(TEXTO FORNECIDO):
▶
Smith (2002) considera a autocensura como subcategoria da censura. “Existe algo a dizer, você sabe disso mas não diz. Não é o silêncio da ignorância ou da falta de discernimento, e sim, o da abstenção consciente. Os resultados para o público [...] sequer sabe que lhe está sendo negada informação” (SMITH, 2000, p. 136). Kucinski afirma que “ao suprimir a própria informação de que a informação está sendo suprimida, a autocensura torna-se, para o opressor, a melhor forma de controlar a informação” (2002, p. 541). Ao tratar da autocensura, Medina afirma:

Tão logo afrouxa o autoritarismo central, recrudescem os autoritarismos intermediários, os autoritarismos bem localizados no grupo de trabalho e, o que é mais sutil, a repressão íntima, freqüentemente chamada de autocensura, ou, no meu entendimento, a afirmação do conservadorismo nas rotinas profissionais que não dão margem à rebeldia (2002, p. 428).
◀
(DADOS FORNECIDOS):
▶
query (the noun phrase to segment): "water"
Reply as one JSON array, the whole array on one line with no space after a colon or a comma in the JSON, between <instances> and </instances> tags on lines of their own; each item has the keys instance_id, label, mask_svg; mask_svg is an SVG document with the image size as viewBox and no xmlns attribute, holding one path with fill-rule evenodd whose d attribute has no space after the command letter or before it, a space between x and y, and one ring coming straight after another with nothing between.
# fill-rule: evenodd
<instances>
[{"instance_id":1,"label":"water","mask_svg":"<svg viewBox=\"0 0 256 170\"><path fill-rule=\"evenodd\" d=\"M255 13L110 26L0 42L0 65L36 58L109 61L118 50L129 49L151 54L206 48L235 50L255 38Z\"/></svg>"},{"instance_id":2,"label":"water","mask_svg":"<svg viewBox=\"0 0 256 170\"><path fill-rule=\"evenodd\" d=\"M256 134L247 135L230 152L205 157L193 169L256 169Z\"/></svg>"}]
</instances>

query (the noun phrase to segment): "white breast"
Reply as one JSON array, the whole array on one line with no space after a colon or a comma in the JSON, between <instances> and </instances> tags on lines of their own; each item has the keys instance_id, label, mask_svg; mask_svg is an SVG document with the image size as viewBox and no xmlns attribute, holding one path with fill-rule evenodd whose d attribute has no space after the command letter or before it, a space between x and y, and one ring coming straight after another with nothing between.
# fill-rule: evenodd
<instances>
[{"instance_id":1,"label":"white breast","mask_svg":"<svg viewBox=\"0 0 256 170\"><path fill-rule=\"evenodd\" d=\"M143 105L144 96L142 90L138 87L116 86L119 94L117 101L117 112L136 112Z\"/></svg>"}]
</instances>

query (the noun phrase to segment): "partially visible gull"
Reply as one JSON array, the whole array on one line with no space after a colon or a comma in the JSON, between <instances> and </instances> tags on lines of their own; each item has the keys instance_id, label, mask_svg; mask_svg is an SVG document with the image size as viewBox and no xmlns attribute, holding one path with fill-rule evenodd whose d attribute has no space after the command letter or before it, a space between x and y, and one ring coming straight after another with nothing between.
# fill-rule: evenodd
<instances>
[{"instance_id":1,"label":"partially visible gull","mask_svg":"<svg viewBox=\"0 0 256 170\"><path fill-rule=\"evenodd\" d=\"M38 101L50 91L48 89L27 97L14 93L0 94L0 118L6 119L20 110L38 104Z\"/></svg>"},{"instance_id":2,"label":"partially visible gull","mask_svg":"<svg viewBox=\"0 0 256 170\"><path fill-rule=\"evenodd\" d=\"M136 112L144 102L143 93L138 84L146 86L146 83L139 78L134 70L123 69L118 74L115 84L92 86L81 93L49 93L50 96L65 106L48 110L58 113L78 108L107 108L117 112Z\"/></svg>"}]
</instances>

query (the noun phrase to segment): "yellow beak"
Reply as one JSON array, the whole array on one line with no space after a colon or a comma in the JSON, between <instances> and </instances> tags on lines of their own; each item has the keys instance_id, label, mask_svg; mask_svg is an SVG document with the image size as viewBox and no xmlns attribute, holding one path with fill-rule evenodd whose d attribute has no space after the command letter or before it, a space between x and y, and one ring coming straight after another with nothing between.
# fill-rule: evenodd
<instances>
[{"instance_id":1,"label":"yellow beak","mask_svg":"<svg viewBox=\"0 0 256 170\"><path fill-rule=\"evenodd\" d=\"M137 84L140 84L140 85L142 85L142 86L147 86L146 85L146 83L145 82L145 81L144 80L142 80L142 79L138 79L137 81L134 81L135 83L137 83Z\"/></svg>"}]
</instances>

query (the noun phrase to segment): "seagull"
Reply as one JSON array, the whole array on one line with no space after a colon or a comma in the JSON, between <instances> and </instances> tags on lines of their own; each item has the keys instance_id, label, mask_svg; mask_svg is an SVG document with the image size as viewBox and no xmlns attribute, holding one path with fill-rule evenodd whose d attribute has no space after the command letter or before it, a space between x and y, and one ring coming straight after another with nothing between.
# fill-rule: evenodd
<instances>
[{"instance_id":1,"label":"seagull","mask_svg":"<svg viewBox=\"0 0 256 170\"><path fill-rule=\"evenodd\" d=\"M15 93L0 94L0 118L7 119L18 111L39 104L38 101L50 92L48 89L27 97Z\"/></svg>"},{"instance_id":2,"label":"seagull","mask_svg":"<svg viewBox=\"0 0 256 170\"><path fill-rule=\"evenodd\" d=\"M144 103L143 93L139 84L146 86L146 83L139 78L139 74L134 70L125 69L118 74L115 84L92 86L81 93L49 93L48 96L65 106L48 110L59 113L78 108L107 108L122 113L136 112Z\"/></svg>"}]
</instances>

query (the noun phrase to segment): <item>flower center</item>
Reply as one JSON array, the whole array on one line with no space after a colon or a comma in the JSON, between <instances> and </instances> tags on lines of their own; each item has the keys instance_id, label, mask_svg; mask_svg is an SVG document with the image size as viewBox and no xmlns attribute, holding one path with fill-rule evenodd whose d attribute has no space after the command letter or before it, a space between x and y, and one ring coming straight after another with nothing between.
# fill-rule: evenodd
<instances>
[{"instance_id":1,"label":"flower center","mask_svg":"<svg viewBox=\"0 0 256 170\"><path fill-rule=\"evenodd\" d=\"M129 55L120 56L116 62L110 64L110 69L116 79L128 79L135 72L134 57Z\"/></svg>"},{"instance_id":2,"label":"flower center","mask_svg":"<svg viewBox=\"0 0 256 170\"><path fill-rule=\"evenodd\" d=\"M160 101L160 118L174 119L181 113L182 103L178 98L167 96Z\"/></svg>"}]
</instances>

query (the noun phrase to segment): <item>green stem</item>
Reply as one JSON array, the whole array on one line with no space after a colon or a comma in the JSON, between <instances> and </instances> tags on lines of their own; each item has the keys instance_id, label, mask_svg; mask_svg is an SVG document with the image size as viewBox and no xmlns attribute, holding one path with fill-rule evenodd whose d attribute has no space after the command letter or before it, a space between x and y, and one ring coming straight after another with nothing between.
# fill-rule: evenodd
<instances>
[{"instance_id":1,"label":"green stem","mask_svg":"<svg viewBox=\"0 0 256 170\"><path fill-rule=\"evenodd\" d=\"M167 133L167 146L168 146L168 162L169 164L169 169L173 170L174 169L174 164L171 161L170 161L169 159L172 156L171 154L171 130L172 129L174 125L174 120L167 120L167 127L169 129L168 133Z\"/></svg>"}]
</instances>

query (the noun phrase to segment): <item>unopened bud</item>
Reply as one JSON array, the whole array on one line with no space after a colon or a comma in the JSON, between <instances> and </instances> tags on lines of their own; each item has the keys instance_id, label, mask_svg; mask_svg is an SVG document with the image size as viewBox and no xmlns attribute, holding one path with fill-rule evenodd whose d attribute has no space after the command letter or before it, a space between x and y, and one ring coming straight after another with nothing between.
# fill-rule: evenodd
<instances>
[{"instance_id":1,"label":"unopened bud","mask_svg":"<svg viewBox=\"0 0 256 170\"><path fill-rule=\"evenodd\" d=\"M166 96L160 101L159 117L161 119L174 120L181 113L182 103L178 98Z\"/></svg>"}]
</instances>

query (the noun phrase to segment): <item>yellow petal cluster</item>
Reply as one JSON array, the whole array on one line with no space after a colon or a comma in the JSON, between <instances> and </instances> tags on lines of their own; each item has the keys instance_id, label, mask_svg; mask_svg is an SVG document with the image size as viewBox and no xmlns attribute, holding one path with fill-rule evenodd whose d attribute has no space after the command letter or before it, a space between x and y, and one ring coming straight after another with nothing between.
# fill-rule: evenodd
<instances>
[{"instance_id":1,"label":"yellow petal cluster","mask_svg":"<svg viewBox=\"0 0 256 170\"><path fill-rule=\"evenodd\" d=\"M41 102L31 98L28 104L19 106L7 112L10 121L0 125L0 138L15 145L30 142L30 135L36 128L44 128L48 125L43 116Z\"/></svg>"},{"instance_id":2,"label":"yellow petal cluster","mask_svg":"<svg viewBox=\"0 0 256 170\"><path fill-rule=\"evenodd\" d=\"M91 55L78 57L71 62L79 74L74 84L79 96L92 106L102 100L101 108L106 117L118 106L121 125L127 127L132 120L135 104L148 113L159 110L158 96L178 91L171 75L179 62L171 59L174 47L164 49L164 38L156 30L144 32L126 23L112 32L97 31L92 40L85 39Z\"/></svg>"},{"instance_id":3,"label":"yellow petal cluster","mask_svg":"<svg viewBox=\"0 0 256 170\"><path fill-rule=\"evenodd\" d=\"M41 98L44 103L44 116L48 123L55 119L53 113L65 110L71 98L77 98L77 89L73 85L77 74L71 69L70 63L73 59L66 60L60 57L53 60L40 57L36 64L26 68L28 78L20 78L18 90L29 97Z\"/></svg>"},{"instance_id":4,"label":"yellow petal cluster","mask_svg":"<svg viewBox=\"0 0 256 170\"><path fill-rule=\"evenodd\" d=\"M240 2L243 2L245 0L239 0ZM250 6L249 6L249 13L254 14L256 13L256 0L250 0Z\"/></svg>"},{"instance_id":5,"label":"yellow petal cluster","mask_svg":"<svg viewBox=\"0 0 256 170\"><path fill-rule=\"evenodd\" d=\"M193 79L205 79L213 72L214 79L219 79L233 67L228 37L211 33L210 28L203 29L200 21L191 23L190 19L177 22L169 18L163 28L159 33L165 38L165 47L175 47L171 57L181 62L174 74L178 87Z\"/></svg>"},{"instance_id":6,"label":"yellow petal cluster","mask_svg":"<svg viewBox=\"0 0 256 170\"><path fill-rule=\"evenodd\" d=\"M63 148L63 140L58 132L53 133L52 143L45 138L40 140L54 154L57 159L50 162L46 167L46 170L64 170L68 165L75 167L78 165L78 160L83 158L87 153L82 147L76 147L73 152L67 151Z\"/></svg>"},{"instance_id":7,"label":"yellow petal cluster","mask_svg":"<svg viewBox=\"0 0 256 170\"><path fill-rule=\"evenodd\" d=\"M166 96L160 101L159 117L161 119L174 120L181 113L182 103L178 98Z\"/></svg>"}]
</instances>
◀
(TAREFA PROPOSTA 1):
Quais autores o texto sobre autocensura cita pelo sobrenome? Liste todos.
(TAREFA PROPOSTA 2):
Segundo Kucinski, no texto sobre autocensura, o que a autocensura se torna para o opressor?

(RESULTADO DA TAREFA 1):
Smith
Kucinski
Medina

(RESULTADO DA TAREFA 2):
A melhor forma de controlar a informação.